Saved entries
[Start of Attachment]
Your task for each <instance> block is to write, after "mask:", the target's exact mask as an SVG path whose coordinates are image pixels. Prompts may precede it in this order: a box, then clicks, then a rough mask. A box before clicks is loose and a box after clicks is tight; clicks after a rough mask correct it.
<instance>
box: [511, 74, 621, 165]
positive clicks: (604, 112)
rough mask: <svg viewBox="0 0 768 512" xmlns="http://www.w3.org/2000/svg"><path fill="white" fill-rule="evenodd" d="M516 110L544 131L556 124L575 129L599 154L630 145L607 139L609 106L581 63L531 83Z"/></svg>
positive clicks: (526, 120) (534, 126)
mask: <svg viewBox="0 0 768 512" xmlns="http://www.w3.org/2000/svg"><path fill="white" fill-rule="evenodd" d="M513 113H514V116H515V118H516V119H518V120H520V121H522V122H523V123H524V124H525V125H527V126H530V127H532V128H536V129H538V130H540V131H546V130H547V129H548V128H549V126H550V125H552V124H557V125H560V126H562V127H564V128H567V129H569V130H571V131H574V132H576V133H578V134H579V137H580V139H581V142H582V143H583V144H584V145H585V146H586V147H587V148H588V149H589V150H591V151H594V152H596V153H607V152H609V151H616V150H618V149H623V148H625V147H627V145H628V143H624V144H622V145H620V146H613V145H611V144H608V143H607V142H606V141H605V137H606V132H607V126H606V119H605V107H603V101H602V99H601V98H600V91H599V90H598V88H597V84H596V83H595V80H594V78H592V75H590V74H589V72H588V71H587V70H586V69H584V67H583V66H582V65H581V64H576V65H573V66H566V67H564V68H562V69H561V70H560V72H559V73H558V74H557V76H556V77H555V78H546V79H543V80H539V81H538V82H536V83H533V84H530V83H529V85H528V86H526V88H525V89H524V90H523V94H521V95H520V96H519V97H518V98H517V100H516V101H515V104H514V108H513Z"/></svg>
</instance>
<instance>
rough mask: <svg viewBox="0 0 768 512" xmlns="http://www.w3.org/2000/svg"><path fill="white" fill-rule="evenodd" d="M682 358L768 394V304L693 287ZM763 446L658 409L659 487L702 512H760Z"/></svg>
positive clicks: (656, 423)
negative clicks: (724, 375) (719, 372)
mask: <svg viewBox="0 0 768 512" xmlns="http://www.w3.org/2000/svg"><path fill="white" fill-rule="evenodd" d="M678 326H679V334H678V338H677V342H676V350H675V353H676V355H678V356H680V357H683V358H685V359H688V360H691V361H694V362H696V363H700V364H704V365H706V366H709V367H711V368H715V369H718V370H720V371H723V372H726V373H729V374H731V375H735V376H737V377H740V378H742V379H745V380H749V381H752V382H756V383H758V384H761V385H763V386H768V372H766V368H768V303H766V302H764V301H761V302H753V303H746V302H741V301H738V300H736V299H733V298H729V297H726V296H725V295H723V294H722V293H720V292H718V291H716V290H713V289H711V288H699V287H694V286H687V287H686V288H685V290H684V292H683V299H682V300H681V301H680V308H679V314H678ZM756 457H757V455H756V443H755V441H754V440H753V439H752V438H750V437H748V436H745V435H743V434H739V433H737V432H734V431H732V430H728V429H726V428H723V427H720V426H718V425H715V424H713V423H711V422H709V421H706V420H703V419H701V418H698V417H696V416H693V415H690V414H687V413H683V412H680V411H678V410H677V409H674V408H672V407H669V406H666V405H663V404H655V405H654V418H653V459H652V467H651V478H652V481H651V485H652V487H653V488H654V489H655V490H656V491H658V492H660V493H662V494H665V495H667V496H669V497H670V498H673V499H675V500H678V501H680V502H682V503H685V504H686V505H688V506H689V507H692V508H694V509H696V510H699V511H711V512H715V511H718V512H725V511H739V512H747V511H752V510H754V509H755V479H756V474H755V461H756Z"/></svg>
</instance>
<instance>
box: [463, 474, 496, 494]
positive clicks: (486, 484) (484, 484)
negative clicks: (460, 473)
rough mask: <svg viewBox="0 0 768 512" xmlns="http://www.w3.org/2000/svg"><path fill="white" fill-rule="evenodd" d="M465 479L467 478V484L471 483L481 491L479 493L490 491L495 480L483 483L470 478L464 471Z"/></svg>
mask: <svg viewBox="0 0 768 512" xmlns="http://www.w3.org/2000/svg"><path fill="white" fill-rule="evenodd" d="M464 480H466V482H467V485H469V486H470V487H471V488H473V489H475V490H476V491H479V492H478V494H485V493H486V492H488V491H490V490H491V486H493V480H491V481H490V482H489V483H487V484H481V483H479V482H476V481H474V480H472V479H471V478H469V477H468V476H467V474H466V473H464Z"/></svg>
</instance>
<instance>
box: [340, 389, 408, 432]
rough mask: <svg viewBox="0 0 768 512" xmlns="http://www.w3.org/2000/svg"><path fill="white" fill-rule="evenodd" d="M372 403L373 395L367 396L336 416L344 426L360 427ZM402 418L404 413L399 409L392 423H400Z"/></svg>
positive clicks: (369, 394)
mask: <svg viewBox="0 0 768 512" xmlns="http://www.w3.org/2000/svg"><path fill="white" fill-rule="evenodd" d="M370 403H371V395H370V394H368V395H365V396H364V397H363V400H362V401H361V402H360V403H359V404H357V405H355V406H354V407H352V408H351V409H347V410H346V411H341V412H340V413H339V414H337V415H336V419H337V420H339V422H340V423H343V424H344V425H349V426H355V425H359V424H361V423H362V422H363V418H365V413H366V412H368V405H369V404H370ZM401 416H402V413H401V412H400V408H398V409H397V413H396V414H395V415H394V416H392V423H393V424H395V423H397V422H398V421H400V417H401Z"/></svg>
[End of Attachment]
- _What is required_:
Restate the data above word for word.

- _Task solution_:
Your task for each <instance> block is to write, after "mask:", the target's exact mask as an SVG path whose coordinates are image pixels. Prompts may precede it in this order: a box, then clicks, then a rough mask. A box before clicks is loose and a box after clicks is tight; clicks after a rough mask correct it.
<instance>
box: [511, 74, 621, 165]
positive clicks: (604, 112)
rough mask: <svg viewBox="0 0 768 512" xmlns="http://www.w3.org/2000/svg"><path fill="white" fill-rule="evenodd" d="M516 110L544 131L556 124L575 129L599 154L630 145L607 139L609 106L581 63L531 83Z"/></svg>
positive clicks: (526, 120) (534, 126)
mask: <svg viewBox="0 0 768 512" xmlns="http://www.w3.org/2000/svg"><path fill="white" fill-rule="evenodd" d="M513 113H514V116H515V118H516V119H518V120H520V121H522V122H523V123H524V124H525V125H527V126H530V127H532V128H536V129H538V130H540V131H546V130H547V129H548V128H549V126H550V125H552V124H557V125H560V126H562V127H564V128H567V129H569V130H571V131H574V132H576V133H578V134H579V137H580V139H581V142H582V143H583V144H584V145H585V146H586V147H587V148H588V149H589V150H591V151H594V152H596V153H607V152H609V151H616V150H618V149H623V148H625V147H627V145H628V143H624V144H622V145H620V146H613V145H611V144H608V143H607V142H606V141H605V137H606V132H607V126H606V119H605V107H603V101H602V99H601V98H600V91H599V90H598V88H597V84H596V83H595V80H594V78H592V75H590V74H589V72H588V71H587V70H586V69H584V67H583V66H582V65H581V64H576V65H573V66H566V67H564V68H562V69H561V70H560V72H559V73H558V74H557V76H556V77H555V78H546V79H543V80H539V81H538V82H536V83H533V84H530V83H529V85H528V86H526V88H525V89H524V90H523V94H521V95H520V96H519V97H518V98H517V100H516V101H515V104H514V108H513Z"/></svg>
</instance>
<instance>
rough mask: <svg viewBox="0 0 768 512" xmlns="http://www.w3.org/2000/svg"><path fill="white" fill-rule="evenodd" d="M682 358L768 394V304L693 287ZM763 446L658 409L659 487L702 512H760Z"/></svg>
positive clicks: (656, 423)
negative clicks: (724, 375) (719, 372)
mask: <svg viewBox="0 0 768 512" xmlns="http://www.w3.org/2000/svg"><path fill="white" fill-rule="evenodd" d="M678 326H679V334H678V338H677V342H676V350H675V353H676V355H678V356H680V357H683V358H685V359H688V360H691V361H694V362H696V363H700V364H704V365H706V366H709V367H711V368H715V369H718V370H720V371H723V372H726V373H729V374H731V375H735V376H737V377H740V378H742V379H745V380H749V381H752V382H756V383H758V384H761V385H763V386H768V372H766V368H768V303H766V302H764V301H761V302H753V303H746V302H741V301H738V300H736V299H733V298H729V297H726V296H725V295H723V294H722V293H720V292H718V291H716V290H713V289H711V288H699V287H694V286H687V287H686V288H685V290H684V292H683V299H682V300H681V301H680V308H679V314H678ZM756 457H757V455H756V443H755V441H754V440H753V439H752V438H750V437H748V436H745V435H743V434H739V433H737V432H734V431H732V430H728V429H726V428H723V427H720V426H718V425H715V424H713V423H711V422H709V421H706V420H703V419H701V418H698V417H696V416H693V415H690V414H687V413H683V412H680V411H678V410H677V409H674V408H672V407H669V406H666V405H663V404H655V405H654V418H653V459H652V467H651V478H652V481H651V485H652V487H653V488H654V489H655V490H656V491H658V492H660V493H662V494H665V495H667V496H669V497H670V498H673V499H675V500H678V501H680V502H682V503H685V504H686V505H688V506H689V507H692V508H694V509H696V510H699V511H711V512H715V511H718V512H725V511H739V512H747V511H752V510H754V509H755V479H756V474H755V461H756Z"/></svg>
</instance>
<instance>
box: [463, 474, 496, 494]
positive clicks: (486, 484) (484, 484)
negative clicks: (460, 473)
rough mask: <svg viewBox="0 0 768 512" xmlns="http://www.w3.org/2000/svg"><path fill="white" fill-rule="evenodd" d="M465 479L467 478V484L471 483L481 491L479 493L490 491L495 480L483 483L470 478L464 471Z"/></svg>
mask: <svg viewBox="0 0 768 512" xmlns="http://www.w3.org/2000/svg"><path fill="white" fill-rule="evenodd" d="M464 480H466V482H467V485H469V486H470V487H471V488H473V489H475V490H476V491H479V492H478V494H485V493H486V492H488V491H490V490H491V486H493V480H491V481H490V482H489V483H487V484H481V483H479V482H476V481H474V480H472V479H471V478H469V477H468V476H467V474H466V473H464Z"/></svg>
</instance>
<instance>
box: [340, 389, 408, 432]
rough mask: <svg viewBox="0 0 768 512" xmlns="http://www.w3.org/2000/svg"><path fill="white" fill-rule="evenodd" d="M372 403L373 395L367 396L336 416L344 426L360 427ZM402 418L404 413L399 409L392 423H400Z"/></svg>
positive clicks: (369, 394)
mask: <svg viewBox="0 0 768 512" xmlns="http://www.w3.org/2000/svg"><path fill="white" fill-rule="evenodd" d="M370 403H371V395H370V394H368V395H365V396H364V397H363V400H362V401H361V402H360V403H359V404H357V405H355V406H354V407H352V408H351V409H347V410H346V411H341V412H340V413H339V414H337V415H336V419H337V420H339V422H340V423H343V424H344V425H349V426H355V425H359V424H361V423H362V422H363V418H365V413H366V412H368V405H369V404H370ZM401 416H402V413H401V412H400V408H398V409H397V413H396V414H395V415H394V416H392V423H393V424H395V423H397V422H398V421H400V417H401Z"/></svg>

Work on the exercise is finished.